─── Data for this task

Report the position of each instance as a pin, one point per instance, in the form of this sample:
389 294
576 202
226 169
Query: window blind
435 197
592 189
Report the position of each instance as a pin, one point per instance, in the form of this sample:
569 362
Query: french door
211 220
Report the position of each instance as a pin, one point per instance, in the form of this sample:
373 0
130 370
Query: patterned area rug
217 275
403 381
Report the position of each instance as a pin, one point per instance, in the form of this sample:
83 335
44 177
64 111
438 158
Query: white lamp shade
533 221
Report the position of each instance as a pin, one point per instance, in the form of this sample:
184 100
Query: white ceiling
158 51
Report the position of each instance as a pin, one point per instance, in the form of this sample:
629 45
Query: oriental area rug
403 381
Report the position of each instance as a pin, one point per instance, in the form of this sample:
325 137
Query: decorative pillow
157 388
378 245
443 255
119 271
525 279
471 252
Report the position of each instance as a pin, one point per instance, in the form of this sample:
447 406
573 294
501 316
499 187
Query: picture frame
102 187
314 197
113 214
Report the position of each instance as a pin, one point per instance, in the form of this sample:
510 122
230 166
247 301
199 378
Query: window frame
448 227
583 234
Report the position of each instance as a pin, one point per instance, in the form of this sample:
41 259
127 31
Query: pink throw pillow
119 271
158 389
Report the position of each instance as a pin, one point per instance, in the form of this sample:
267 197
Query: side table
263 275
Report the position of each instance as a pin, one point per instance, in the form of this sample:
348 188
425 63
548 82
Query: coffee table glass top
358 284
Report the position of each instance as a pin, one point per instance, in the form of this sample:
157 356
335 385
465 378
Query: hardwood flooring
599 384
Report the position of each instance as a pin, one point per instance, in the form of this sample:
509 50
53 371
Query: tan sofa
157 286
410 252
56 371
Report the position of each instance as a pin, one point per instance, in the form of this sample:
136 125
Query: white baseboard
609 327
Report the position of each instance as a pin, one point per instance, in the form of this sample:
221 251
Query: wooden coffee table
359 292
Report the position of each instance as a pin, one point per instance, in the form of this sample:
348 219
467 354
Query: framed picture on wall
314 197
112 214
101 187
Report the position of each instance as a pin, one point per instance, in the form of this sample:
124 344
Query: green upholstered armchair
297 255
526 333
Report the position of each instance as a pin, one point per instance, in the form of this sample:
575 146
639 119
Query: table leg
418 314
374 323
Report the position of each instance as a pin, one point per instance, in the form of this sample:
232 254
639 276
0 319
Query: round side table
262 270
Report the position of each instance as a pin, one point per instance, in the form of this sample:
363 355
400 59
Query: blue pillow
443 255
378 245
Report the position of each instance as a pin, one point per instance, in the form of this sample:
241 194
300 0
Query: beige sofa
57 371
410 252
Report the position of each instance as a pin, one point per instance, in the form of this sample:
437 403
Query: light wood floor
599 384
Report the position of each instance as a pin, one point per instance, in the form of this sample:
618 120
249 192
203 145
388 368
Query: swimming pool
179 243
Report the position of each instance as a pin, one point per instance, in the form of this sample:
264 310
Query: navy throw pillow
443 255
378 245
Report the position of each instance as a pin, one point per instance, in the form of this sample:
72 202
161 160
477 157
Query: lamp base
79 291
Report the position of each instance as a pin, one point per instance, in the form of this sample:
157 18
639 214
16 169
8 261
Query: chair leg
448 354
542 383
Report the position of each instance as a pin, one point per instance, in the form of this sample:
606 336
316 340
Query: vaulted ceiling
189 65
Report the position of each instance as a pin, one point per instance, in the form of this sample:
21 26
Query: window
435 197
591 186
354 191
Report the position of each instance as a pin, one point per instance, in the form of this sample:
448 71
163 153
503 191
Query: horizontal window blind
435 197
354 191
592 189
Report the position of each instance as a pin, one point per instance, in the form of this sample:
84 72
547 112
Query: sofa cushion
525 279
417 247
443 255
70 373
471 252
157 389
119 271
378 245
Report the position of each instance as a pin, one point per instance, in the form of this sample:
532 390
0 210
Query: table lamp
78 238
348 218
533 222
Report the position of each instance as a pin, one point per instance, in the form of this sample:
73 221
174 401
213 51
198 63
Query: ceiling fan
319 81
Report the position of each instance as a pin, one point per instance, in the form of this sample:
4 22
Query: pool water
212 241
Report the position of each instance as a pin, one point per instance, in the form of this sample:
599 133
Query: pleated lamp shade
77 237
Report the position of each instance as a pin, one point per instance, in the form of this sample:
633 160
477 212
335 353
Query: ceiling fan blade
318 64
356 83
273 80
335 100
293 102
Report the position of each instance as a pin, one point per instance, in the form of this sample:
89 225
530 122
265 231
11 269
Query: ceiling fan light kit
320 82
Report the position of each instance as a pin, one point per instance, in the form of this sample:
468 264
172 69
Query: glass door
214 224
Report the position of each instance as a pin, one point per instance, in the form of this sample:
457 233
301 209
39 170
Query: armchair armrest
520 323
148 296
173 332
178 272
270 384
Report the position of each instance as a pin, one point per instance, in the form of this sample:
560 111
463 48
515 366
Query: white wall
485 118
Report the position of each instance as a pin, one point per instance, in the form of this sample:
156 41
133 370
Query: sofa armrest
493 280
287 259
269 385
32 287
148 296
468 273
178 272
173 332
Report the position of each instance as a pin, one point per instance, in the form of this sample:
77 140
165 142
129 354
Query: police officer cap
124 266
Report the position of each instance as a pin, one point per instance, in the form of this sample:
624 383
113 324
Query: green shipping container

──────

Reproduce every record above exactly as it appears.

Reply to the exercise:
Report the position of each instance as a pin, one point per instance, in the form of this sample:
389 294
576 202
226 169
Query: window blind
435 197
592 189
Report the position of each instance as a pin, one point per instance, in the form of this sample:
569 362
Query: french door
211 220
Report the position of each instance as a pin, one point per instance, in the form of this sample:
373 0
130 370
Query: patterned area rug
217 275
403 381
Report the position of each instance as a pin, one point per instance, in the form of this sample:
83 335
44 177
64 111
438 158
Query: white lamp shade
533 221
Report the position of each instance as a pin, one point per instance, in the form of this sample:
184 100
Query: white ceiling
158 51
Report the position of each instance as a pin, one point per instance, in the form of this sample:
629 45
Query: oriental area rug
403 381
Report the position of each instance as a pin, one point per instance, in the form of this sample:
325 137
Query: decorative pillow
157 388
378 245
443 255
119 271
525 279
471 252
Report the position of each instance as a pin, one point per instance, in the form of this sample:
447 406
573 294
501 316
499 187
Query: picture frame
102 187
314 197
113 214
Report the position of each instance as a pin, one point per instance, in the form of this sample:
510 122
230 166
247 301
199 378
Query: window frame
448 227
583 234
Report the position of each instance as a pin, one point per instance, in the form of this sample:
41 259
127 31
Query: pink throw pillow
119 271
158 389
Report the position of each instance as a pin, one point per instance, in the form of this sample:
267 197
Query: side table
263 275
Report the position of each instance as a pin, one point per instance, in the form of this sample:
348 188
425 63
548 82
Query: coffee table glass top
358 284
Report the position of each instance as a pin, one point per instance, in the form of this sample:
157 356
335 385
465 378
Query: hardwood flooring
599 384
Report the position of each instance as a pin, one point per instance, in the form of this sample:
509 50
53 371
Query: tan sofa
157 286
410 252
56 371
Report the position of each instance as a pin, one point per instance, in the form of this sample:
136 125
Query: white baseboard
609 327
Report the position of each instance as a pin, one point per instance, in the form of this sample:
221 251
Query: wooden coffee table
359 292
Report the position of each instance as a pin, one point per instance, in the form of this sample:
348 219
467 354
Query: framed picture on wall
314 197
112 214
101 187
Report the position of each instance as a pin, one point per instance, in the form of this sample:
124 344
Query: green upholstered armchair
297 255
526 333
Report the position of each instance as a pin, one point per instance, in the form of this sample:
575 146
639 119
Query: table leg
418 314
374 323
Report the position of each instance as a pin, one point per instance, in the form of this sample:
232 254
639 276
0 319
Query: round side table
262 270
Report the position of each instance as a pin, one point per instance, in the form of this sample:
363 355
400 59
Query: blue pillow
443 255
378 245
Report the position of each instance as a pin, one point per instance, in the form of this sample:
241 194
300 0
Query: beige sofa
57 371
410 252
Report the position of each instance as a pin, one point per instance, in the form of this sample:
437 403
Query: light wood floor
599 384
Report the position of each instance as a pin, one point per instance, in the form of this sample:
618 120
249 192
203 145
388 368
Query: swimming pool
179 243
Report the position of each instance as a pin, one point per instance, in the form of this sample:
264 310
Query: navy throw pillow
443 255
378 245
Report the position of each instance as a pin, one point per instance, in the form of this sample:
72 202
161 160
477 157
Query: lamp base
79 291
Report the position of each instance as a pin, one point per instance, in the form of this sample:
157 18
639 214
16 169
8 261
Query: chair leg
448 354
542 383
Report the position of each instance as a pin, one point per instance, in the form of this sample:
606 336
316 340
Query: vaulted ceiling
189 65
Report the position of each instance as a pin, one point per instance, in the form of this sample:
21 26
Query: window
435 197
591 186
354 191
Report the position of each instance as a pin, one point per instance, in the form of this sample:
448 71
163 153
503 191
Query: horizontal window blind
435 197
354 191
592 189
Report the position of each instance as a pin, one point per instance, in the form of this sample:
84 72
547 112
Query: sofa cushion
525 279
417 247
443 255
70 373
471 252
157 389
119 271
378 245
Report the position of each instance as a pin, one point per instance, in the form of this sample:
532 390
0 210
Query: table lamp
78 238
348 218
533 222
Report the position of each instance as a pin, one point per instance, in the form of this sample:
73 221
174 401
213 51
198 63
Query: ceiling fan
319 81
Report the position of each instance as a pin, one point per instance, in the form of this sample:
4 22
Query: pool water
212 241
Report the position of each instance as a pin, one point per instance, in the form of this sample:
599 133
Query: pleated lamp shade
77 237
Report the position of each instance as a pin, one point per instance, in the form of this sample:
633 160
477 212
335 353
Query: ceiling fan blade
318 64
356 83
273 80
335 100
293 102
Report the position of each instance as a pin, one point per instance, in the form of this sample:
89 225
530 122
265 231
11 269
Query: ceiling fan light kit
320 82
Report the position of each instance as a pin, one point per instance, in the form of this sample:
468 264
172 69
Query: glass door
214 224
Report the position of each instance as a pin, one point per instance, in the form of this sample:
457 233
301 209
39 170
Query: armchair armrest
520 323
148 296
173 332
178 272
270 384
Report the position of each instance as a pin, one point per instance, in the form of this sample:
560 111
463 48
515 366
Query: white wall
485 118
Report the position of each instance as a pin, one point per instance, in the form of this sample:
156 41
133 370
Query: sofa armrest
493 280
287 259
269 385
32 287
148 296
468 273
178 272
173 332
Report the position of each instance as a pin, one point per instance, in the form of this sample:
77 140
165 142
129 354
Query: police officer cap
124 266
Report the position of each instance as a pin, one point per instance, in the form of this sample:
624 383
113 324
Query: green shipping container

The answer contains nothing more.